Text shown —
-=-=-=-=-
When I was a child, my Catholic parents gave me a copy of The Picture Bible. An average-sized hardcover, it was holy highlights in comic book form — a graphic novel, really — designed for those of us who were too young (or too impatient) for thees, thous and all that begetting. My comic book Bible was Christianity Lite, and I was more apt to read it than to pay attention during Mass. My parents knew that. I was a kid, and my main interests in faith and the afterlife were Daredevil and Ghost Rider.

Eventually I questioned religion and spirituality, like adolescents will when their hormones rage and their best friends become Bar Mitzvahs. The Catholic notion of bread and wine consumed as flesh and blood freaked me out, but mostly I dwelled on the Crucifix. The primary religious symbol of Roman Catholicism, it symbolized to me not only the body of Jesus, but a tortured man nailed to the cross, a cadaver who later rose from the dead. This represents the whole of faith for many, but to me the omnipresence of the crucifix downplayed the dread and anguish of the real suffering involved. And my comic book certainly didn’t detail it very well.

Shortly thereafter, I dropped out of Confirmation classes, never to return to the Church except for the occasional wedding or funeral.

Back to The Passion of the Christ, which is omnipresent in its own right: The Crucifix and all the morbidity that comes with it are Gibson’s springboard, and the resulting film is, pun intended, passionate. Incidentally, the word “passion” comes from the Latin verb “pat,” which means “to suffer,” a word that in turn pops up in every Catholic’s weekly affirmation — that Jesus “suffered, died and was buried” for the sake of your salvation. Arguably, the cultural majority’s belief in Jesus’ self-sacrifice has led the English usage of “passion” to mean something like “intense emotion,” often in connection to love, and even the ultimate in love.

It is unsurprising then that in Gibson’s film, the subject of which he loves, a whole mess of suffering ensues. All told, however, the movie’s ultraviolence is not as graphic as critics will have you believe. There are indeed copious amounts of blood, but the notorious scourging sequence only has a handful of shots in which full contact with Jesus’ body is shown. The construction of the scene relies more on classic montage techniques like close-ups, reactions, sound effects, a manipulative score and, most importantly, the film’s longest lack of subtitles, an artistic choice that helps us to focus on the action, or in this case the pain. Always the pain — that is Gibson’s point.

Movie magic notwithstanding, The Passion is more likely to appear extremely brutal because of its religious ties. From the first strike in the Garden of Gethsemene — the film’s only offensive by Jesus, aimed at the midget-loving Satan (don’t ask) — the violence builds until the end and in fact comprises major plot points. The protracted scenes of torture and flying viscera may not appear stylistically like that in a sleazy exploitation flick such as I Spit on Your Grave, but the effect of giving the audience no escape is just the same.

How can I dare to compare a biblical adaptation to such amoral drive-in schlock? By focusing primarily on the choices Gibson makes with regard to depicting violence. (Anyhow, critic Richard Corliss called it a “splatter-art film” first.) Gibson’s story is explicitly about suffering, and his way of showing it is to hover on the pain, meditate on it, just as I Spit on Your Grave revels in real-time sadism. What can be said in one brief picture is drawn out into many long ones that continue nearly as long as it might take to actually commit — and suffer — the same heinous act.
-=-=-=-=-
Stored rows —

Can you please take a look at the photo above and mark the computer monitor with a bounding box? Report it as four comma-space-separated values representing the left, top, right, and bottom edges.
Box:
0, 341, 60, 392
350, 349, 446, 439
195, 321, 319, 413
-=-=-=-=-
Things to do —
**1)** In the review of The Passion of the Christ, why does the scourging sequence go without subtitles for so long? Answer in one to three sentences.
**2)** Please go on with the review of The Passion of the Christ from its last sentence.
The material above comes from a separate source.

Answers to each task —
**1)** The review calls it an artistic choice that helps viewers focus on the action, which in this scene means the pain.

**2)**
Gibson’s intent in The Passion seems to be making his audience feel as deeply as Matthew, Mark, Luke, and John did, feelings which allegedly compelled them to later spread the stories of the Gospels. But the marked difference here from other violent films is that revenge for Jesus’ suffering is absent, as it is in the Bible, and that this is the foremost point of the story as well as the creed behind it. The suffering is still unbearable for many viewers, whether they are believers or not. Revenge, as Kill Bill demonstrates, is a timeless safety net for movie violence. (Pastiche is really the dish best served cold, but that’s a different story.) A movie’s revenge angle functions as justification for showing the atrocious, which often consists of revenge’s cause and effect, summed up by the vigilante cliché, “This time it’s personal!” In I Spit on Your Grave, a nearly unwatchable gang rape is followed by methodical, equally repellent scenes of revenge. That’s the whole story. Just like the whole story of The Passion is Jesus getting his ass kicked and crucified. The resurrection could be called justification — or revenge in some circles — but given the movie’s inordinate amount of time spent on Jesus’ torture, such a brief coda leaves little salvation for anyone. Gibson doesn’t even bother with the Easter tales of Jesus sightings, a prophecy fulfillment that could have at least assigned the suffering some motivation.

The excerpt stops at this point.